## [WORK INSTRUCTIONS]
Each record below is to be reproduced without any change.

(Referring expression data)
───

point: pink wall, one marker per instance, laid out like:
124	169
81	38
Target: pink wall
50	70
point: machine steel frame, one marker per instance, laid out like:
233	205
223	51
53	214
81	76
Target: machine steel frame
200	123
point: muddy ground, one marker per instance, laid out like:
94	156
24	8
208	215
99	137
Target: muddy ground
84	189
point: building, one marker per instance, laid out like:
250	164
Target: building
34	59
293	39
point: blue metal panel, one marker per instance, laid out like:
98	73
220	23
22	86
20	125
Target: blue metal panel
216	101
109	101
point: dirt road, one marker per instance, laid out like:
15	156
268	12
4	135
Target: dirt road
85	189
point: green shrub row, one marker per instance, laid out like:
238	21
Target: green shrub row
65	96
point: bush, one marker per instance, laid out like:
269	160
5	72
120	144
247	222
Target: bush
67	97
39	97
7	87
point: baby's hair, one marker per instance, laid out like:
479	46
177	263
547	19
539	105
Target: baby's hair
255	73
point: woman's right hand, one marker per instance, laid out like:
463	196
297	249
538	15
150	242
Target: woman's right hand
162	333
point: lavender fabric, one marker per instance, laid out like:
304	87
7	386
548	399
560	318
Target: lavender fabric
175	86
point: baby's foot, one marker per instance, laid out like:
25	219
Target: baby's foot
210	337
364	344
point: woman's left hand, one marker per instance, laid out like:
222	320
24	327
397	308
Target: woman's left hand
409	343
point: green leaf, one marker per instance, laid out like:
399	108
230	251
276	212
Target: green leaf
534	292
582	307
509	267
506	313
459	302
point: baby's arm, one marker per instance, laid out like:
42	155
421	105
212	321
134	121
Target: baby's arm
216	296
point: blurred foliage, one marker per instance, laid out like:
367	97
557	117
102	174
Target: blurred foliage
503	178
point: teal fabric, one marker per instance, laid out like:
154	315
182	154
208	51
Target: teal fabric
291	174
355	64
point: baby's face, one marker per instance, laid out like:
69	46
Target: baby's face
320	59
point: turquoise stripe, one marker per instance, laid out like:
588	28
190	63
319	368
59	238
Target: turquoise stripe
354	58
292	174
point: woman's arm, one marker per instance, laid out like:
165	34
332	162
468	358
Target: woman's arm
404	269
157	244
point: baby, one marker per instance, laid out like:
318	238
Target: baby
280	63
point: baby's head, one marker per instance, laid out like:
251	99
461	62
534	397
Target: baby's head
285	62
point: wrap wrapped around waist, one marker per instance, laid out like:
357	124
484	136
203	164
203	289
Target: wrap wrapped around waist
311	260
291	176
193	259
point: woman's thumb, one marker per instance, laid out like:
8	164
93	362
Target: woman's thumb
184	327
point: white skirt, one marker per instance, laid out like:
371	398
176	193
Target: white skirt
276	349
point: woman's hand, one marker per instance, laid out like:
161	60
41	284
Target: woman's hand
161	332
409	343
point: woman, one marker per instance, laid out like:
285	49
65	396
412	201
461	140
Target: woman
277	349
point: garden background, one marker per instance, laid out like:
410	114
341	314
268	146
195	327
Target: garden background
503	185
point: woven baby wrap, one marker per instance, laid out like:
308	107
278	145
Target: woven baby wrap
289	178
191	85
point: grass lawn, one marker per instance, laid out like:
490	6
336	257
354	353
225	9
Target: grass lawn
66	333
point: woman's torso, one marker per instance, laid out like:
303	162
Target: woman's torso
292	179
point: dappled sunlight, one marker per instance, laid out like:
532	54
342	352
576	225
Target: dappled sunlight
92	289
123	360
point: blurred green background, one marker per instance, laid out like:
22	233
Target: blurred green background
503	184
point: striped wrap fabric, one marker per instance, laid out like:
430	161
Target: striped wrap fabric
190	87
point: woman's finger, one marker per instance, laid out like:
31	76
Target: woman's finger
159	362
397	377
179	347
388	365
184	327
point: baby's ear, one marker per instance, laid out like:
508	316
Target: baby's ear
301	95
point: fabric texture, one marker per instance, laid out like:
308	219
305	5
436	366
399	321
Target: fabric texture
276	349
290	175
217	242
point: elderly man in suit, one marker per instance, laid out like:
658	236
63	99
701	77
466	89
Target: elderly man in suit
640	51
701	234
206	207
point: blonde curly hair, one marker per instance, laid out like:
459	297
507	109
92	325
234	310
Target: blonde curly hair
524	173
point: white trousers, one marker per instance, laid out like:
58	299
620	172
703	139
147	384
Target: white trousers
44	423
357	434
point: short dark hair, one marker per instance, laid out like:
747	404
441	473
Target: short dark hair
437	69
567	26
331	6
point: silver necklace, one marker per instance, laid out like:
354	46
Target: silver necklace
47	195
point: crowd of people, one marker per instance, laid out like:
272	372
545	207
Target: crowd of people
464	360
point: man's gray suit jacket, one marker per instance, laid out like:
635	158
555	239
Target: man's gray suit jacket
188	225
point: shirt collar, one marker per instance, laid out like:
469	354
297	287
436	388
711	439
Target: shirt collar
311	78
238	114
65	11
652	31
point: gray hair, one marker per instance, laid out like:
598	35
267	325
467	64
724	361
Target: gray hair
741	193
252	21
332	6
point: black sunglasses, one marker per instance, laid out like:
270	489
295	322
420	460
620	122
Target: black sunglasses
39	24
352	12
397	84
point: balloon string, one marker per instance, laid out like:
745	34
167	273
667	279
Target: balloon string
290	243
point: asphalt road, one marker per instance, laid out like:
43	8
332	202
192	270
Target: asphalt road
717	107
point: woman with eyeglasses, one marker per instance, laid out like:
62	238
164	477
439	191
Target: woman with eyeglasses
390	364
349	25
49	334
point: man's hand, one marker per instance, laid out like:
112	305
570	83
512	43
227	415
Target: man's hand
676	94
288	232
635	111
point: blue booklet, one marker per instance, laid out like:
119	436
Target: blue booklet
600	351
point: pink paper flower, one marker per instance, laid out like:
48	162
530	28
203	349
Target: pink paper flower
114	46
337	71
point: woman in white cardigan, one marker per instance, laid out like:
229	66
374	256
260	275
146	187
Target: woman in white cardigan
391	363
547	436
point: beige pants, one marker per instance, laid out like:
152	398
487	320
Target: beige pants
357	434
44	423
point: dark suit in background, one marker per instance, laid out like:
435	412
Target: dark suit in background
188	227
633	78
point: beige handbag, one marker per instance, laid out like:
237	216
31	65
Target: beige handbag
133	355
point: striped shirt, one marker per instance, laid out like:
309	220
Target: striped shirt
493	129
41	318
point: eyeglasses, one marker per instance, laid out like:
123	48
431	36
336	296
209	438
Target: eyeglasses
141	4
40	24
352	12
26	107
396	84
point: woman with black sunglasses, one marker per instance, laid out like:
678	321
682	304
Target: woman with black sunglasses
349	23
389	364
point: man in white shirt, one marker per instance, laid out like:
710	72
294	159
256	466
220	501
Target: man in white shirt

───

## [EXPECTED ANSWER]
point: pink wall, one marker per instance, laid out like:
124	169
81	38
Target: pink wall
50	70
point: machine steel frame, one marker per instance, laid out like:
233	205
223	51
53	214
81	76
Target: machine steel frame
200	123
point: muddy ground, one marker per instance, laid out like:
94	156
24	8
208	215
99	137
Target: muddy ground
84	189
point: building, one marker per instance, laid out like:
250	164
Target: building
34	59
293	39
point: blue metal panel, one marker per instance, laid out like:
98	73
220	23
22	86
20	125
Target: blue metal panel
216	101
109	101
point: dirt road, one marker per instance, laid out like:
15	156
268	12
4	135
Target: dirt road
85	189
point: green shrub row, one marker per instance, laid out like:
238	21
Target: green shrub row
65	96
point: bush, one marker per instance, laid out like:
269	160
5	72
120	144
247	222
Target: bush
67	97
39	97
7	87
point: baby's hair, one marker per instance, laid out like:
479	46
177	263
547	19
539	105
Target: baby's hair
255	73
point: woman's right hand, one marker per instance, laid out like:
463	196
297	249
538	15
150	242
Target: woman's right hand
162	333
point: lavender fabric, one marker per instance, laid out like:
304	87
7	386
548	399
560	318
Target: lavender fabric
175	86
point: baby's foot, one marker per instance, laid out like:
25	219
Target: baby's foot
210	337
364	344
point: woman's left hand, one marker per instance, laid out like:
222	320
24	327
397	308
Target: woman's left hand
409	343
point: green leaf, one marker per instance, laid out like:
399	108
230	251
276	212
Target: green leaf
534	292
582	307
509	267
506	313
459	302
point: baby's arm, one marker per instance, laid out like:
42	155
421	105
212	321
134	121
Target: baby's arm
216	296
point: blurred foliage, one marker per instance, laid out like:
367	97
557	117
102	174
Target: blurred foliage
503	178
point: teal fabric, one marker per instance, laid out like:
154	315
182	154
208	51
Target: teal fabric
291	174
355	64
point: baby's face, one marker per instance, laid out like:
69	46
Target: baby's face
320	59
point: turquoise stripe, one marker per instance, laid out like:
588	28
190	63
319	368
59	238
Target: turquoise stripe
354	58
292	174
point: woman's arm, one marker per instance, laid out like:
165	34
332	162
468	358
Target: woman's arm
404	269
157	244
point: baby, one marker per instance, laid out like:
318	238
Target: baby
280	63
point: baby's head, one marker per instance, laid out like:
251	99
461	62
534	397
Target: baby's head
285	62
point: wrap wrapped around waist, one marker per instance, laid out like:
357	124
484	136
203	164
203	289
Target: wrap wrapped around waist
311	260
291	176
193	259
point: woman's thumb, one marker per instance, laid out like:
8	164
93	362
Target: woman's thumb
184	327
point: white skirt, one marker per instance, laid out like:
371	398
176	193
Target: white skirt
276	349
point: woman's hand, one marker per instance, laid out like:
161	60
41	284
Target: woman's hand
161	332
409	343
point: woman, one marker per instance, laid out like:
285	49
65	396
412	201
461	140
Target: woman
277	349
point: garden background, one marker per instance, laid out like:
410	114
341	314
268	146
195	327
Target: garden background
503	185
point: woven baby wrap, one marker per instance, laid out like:
308	107
278	145
Target: woven baby wrap
289	178
191	85
point: grass lawn, one marker per instance, laid out like:
490	6
336	257
354	353
225	9
Target: grass lawn
66	333
point: woman's torso, one marker per instance, laid out like:
303	162
Target: woman's torso
292	179
point: dappled sunlight, one marker per instance, laid out like:
532	54
342	352
576	225
Target: dappled sunlight
92	289
123	360
point: blurred green background, one marker per instance, laid out like:
22	233
Target: blurred green background
503	184
point: striped wrap fabric, one marker per instance, laid out like:
430	161
Target: striped wrap fabric
190	87
point: woman's finger, one marker per instance, laid out like:
31	76
Target: woman's finger
159	362
397	377
179	347
388	365
184	327
point: baby's ear, one marker per instance, laid out like:
508	316
Target: baby's ear
301	95
point: fabric texture, one marker per instance, laid out like:
308	219
305	5
436	366
399	321
Target: fabric texture
276	349
290	175
217	242
point: elderly man in suit, one marker per instance, laid out like:
658	236
63	99
701	77
466	89
Target: elderly man in suit
640	51
701	234
206	207
point: blonde curly hair, one marker per instance, laid out like:
459	297
507	109
92	325
234	310
Target: blonde curly hair
524	173
point: white trousers, one marker per instance, laid out like:
58	299
620	172
703	139
147	384
Target: white trousers
44	423
357	434
point: short dark hair, one marker per instance, laid out like:
747	404
441	473
Target: short dark hair
437	69
567	26
331	6
point: silver necklace, one marker per instance, laid out like:
354	46
Target: silver necklace
47	195
point: crowd of people, one marker per instance, laid out like:
272	372
545	207
Target: crowd of people
464	360
point: man's gray suit jacket, one marker per instance, laid out like:
635	158
555	239
Target: man's gray suit jacket
188	225
point: shirt collar, one marker per instance, laid out like:
469	354
297	287
436	388
711	439
Target: shirt collar
311	78
238	114
65	11
652	31
point: gray hair, one marker per instance, laid out like:
598	35
267	325
467	64
724	361
Target: gray hair
741	193
252	21
332	6
point: black sunglasses, one marker per instance, laid out like:
270	489
295	322
420	460
620	122
Target: black sunglasses
39	24
352	12
397	84
point: balloon string, one marker per instance, laid out like:
745	34
167	273
667	279
Target: balloon string
290	243
point: asphalt road, one marker per instance, laid out like:
43	8
332	202
192	270
Target: asphalt road
717	107
point: woman with eyeglasses, one marker per instance, laid out like:
62	238
164	477
439	191
Target: woman with eyeglasses
390	364
349	25
49	334
point: man's hand, one marker per instance, laid out like:
112	305
570	83
512	43
227	415
Target: man's hand
676	94
288	232
635	111
point: blue booklet, one marker per instance, laid out like:
119	436
Target: blue booklet
600	351
point: pink paper flower, one marker per instance, laid out like:
48	162
530	28
203	349
Target: pink paper flower
114	46
337	71
point: woman in white cardigan, one marker per instance, laid out like:
229	66
374	256
260	275
146	187
Target: woman in white cardigan
391	363
547	436
point: beige pants, one marker per instance, laid out like:
152	398
487	320
Target: beige pants
357	434
44	423
point: dark suit in background, one marker per instance, laid out like:
435	412
Target: dark suit in background
188	227
633	78
point: beige handbag, one marker per instance, laid out like:
237	216
31	65
Target: beige handbag
133	355
point: striped shirt, one marker per instance, laid out like:
309	220
Target: striped shirt
493	129
41	318
point: eyeglasses, one marker per instance, laid out like:
123	48
431	36
336	296
209	438
Target: eyeglasses
141	4
40	24
352	12
26	107
396	84
point: woman with black sunglasses, one marker per instance, laid out like:
678	321
682	304
Target: woman with black sunglasses
349	23
389	364
point: man in white shirt, one marker per instance, laid out like:
710	72
294	159
256	466
220	501
Target: man in white shirt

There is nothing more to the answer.